Copy every one of the records below word for word, keeping each line as it stands.

--- begin Listed entries ---

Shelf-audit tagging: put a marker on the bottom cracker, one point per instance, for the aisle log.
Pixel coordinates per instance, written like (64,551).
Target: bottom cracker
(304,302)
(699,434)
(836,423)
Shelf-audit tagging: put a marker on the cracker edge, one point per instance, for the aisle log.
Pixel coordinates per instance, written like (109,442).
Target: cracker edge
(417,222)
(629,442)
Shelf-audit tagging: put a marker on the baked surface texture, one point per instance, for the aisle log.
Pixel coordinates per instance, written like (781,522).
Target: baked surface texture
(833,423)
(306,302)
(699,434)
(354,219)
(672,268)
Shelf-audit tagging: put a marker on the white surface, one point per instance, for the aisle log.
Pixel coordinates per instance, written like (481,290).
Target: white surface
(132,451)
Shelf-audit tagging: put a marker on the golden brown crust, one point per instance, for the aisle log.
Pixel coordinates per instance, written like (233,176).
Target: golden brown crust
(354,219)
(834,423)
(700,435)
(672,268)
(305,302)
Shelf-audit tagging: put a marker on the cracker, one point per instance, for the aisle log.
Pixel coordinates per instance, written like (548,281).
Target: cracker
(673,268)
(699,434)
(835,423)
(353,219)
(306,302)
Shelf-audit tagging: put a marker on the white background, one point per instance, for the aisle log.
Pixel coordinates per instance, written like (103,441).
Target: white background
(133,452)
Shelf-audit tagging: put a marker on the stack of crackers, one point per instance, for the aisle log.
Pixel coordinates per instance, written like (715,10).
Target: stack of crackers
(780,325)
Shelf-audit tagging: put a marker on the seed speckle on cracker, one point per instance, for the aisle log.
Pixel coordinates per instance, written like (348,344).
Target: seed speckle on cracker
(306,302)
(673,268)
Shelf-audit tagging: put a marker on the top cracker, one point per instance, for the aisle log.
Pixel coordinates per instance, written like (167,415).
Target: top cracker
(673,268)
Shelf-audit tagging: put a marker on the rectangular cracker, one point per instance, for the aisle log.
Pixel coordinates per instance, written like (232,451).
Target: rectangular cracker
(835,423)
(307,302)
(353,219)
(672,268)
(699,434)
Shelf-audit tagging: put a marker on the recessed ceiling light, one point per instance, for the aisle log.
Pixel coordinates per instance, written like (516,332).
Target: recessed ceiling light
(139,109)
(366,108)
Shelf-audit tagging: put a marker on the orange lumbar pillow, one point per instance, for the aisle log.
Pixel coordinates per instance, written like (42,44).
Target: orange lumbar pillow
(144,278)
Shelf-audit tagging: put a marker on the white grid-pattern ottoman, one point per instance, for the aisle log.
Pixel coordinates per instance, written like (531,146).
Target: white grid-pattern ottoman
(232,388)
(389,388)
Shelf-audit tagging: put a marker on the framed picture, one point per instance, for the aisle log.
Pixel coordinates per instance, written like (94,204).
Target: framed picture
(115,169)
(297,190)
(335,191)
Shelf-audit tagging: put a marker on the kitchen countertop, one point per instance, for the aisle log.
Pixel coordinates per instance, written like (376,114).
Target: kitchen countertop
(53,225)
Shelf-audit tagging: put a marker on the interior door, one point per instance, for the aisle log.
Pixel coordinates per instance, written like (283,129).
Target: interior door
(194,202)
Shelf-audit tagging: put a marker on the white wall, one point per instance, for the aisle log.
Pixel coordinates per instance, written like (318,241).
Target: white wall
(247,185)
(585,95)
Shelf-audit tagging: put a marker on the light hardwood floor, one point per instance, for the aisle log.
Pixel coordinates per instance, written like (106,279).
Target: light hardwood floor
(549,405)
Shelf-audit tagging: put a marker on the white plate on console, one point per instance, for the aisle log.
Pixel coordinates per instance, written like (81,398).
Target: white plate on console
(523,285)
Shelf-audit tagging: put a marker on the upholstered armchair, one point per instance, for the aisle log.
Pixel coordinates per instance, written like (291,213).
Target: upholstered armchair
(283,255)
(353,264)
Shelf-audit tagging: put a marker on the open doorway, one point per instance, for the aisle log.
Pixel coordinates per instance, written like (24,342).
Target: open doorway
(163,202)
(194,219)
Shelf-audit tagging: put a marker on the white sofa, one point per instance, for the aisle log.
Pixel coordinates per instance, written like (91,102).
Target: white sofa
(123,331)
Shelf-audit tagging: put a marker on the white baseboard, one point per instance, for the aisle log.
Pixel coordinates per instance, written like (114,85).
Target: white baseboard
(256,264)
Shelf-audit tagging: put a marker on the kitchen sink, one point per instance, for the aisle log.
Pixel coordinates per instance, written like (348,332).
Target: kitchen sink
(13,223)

--- end Listed entries ---

*Exercise solution*
Shelf-audit tagging: put a marker on the bottom cracker, one point per instance, for the aisle log.
Pixel coordinates per instance, written like (64,551).
Target: bottom cracker
(304,302)
(699,434)
(836,423)
Shelf-audit tagging: put a marker on the cracker edge, one point per instance, for the aisle log.
Pixel coordinates per instance, written like (109,442).
Target: cracker edge
(417,222)
(629,442)
Shelf-audit tagging: put a marker on the baked surface texture, one point per instance, for the aisle log.
Pixel coordinates per instance, written like (781,522).
Target: baked surface texture
(833,423)
(306,302)
(699,434)
(354,219)
(672,268)
Shelf-audit tagging: put a marker on the white surface, one point per instance, for the aisle log.
Pixel coordinates per instance, written like (481,290).
Target: white surface
(132,451)
Shelf-audit tagging: put a marker on the golden brown crust, one point per instance, for the aisle log.
Pixel coordinates per instance, written like (233,176).
Target: golden brown crust
(354,219)
(834,423)
(700,435)
(672,268)
(305,302)
Shelf-audit tagging: put a marker on the cracker, one point per instance, for the aisle log.
Pixel coordinates per instance, written like (548,281).
Target: cracker
(673,268)
(699,434)
(835,423)
(353,219)
(306,302)
Shelf-audit tagging: put a marker on the white background, one point per instance, for the aisle log.
Pixel coordinates per instance, written like (103,441).
Target: white background
(133,452)
Shelf-audit tagging: put a marker on the stack of crackers, one point per instance, for the aisle log.
Pixel coordinates per instance, written like (715,10).
Target: stack of crackers
(780,325)
Shelf-audit tagging: put a marker on the seed speckle on cracker, one point per instance, for the aisle log.
Pixel coordinates per instance, written like (348,344).
Target: seed speckle on cracker
(306,302)
(673,268)
Shelf-audit tagging: put a marker on the top cracker, one point per instance, for the aisle log.
Pixel coordinates per instance, written like (167,415).
Target: top cracker
(673,268)
Shelf-audit tagging: put a marker on the rectangular cracker, one point per instance, for the aisle log.
Pixel coordinates per instance, written like (232,451).
Target: rectangular cracker
(835,423)
(307,302)
(353,219)
(672,268)
(699,434)
Shelf-audit tagging: put a marker on the recessed ceiling light, one point per instance, for the aisle log.
Pixel coordinates per instance, written like (516,332).
Target: recessed ceiling light
(139,109)
(366,108)
Shelf-audit tagging: put a marker on the orange lumbar pillow, one point per instance, for the aisle log.
Pixel coordinates per instance, written like (42,44).
Target: orange lumbar pillow
(144,278)
Shelf-audit tagging: put a marker on the white grid-pattern ottoman, one point per instance, for the aisle log.
Pixel coordinates per instance, written like (531,146).
Target: white grid-pattern ottoman
(232,388)
(389,388)
Shelf-audit tagging: put a marker on the framed picture, one point per instance, for the aisle log.
Pixel coordinates per instance, written like (94,204).
Target: framed picture
(115,169)
(297,190)
(335,191)
Shelf-audit tagging: put a marker on the kitchen countertop, one point per instance, for the aisle log.
Pixel coordinates per instance, written like (376,114).
Target: kitchen countertop
(53,225)
Shelf-audit tagging: put a marker on the interior door, one point per instance, for the aisle log.
Pixel coordinates per instance, written like (283,129).
Target: interior door
(194,202)
Shelf-audit tagging: put a marker on the white wall, one point per instance, for the aisle log.
Pixel coordinates per instance, written like (318,241).
Target: white wall
(247,185)
(585,95)
Shelf-audit tagging: put a marker on the light hardwood floor, one point per instance, for the aisle log.
Pixel coordinates per instance, written like (106,279).
Target: light hardwood floor
(549,405)
Shelf-audit tagging: put a marker on the white plate on console, one point per instance, for the aisle log.
Pixel coordinates per instance, written like (81,398).
Target: white plate on console
(523,285)
Shelf-audit tagging: put a marker on the upholstered armchair, one point per instance, for the aisle log.
Pixel coordinates per instance, written like (291,213).
Target: upholstered armchair
(283,255)
(353,264)
Shelf-audit tagging: put a marker on the open doorway, one point per instance, for the aisle log.
Pixel coordinates per instance, written like (24,342).
Target: open doorway
(163,202)
(194,219)
Shelf-audit tagging: put a marker on the white sofa, one point per instance, for the aisle log.
Pixel coordinates per instance, written like (91,102).
Target: white sofa
(123,331)
Shelf-audit tagging: put a marker on the white baseboard, one point per instance, for the aisle log.
Pixel coordinates per instance, written like (114,85).
Target: white baseboard
(256,264)
Shelf-audit tagging: put a marker on the kitchen sink, one point per instance, for the aisle log.
Pixel coordinates per instance, written like (348,332).
Target: kitchen sink
(13,223)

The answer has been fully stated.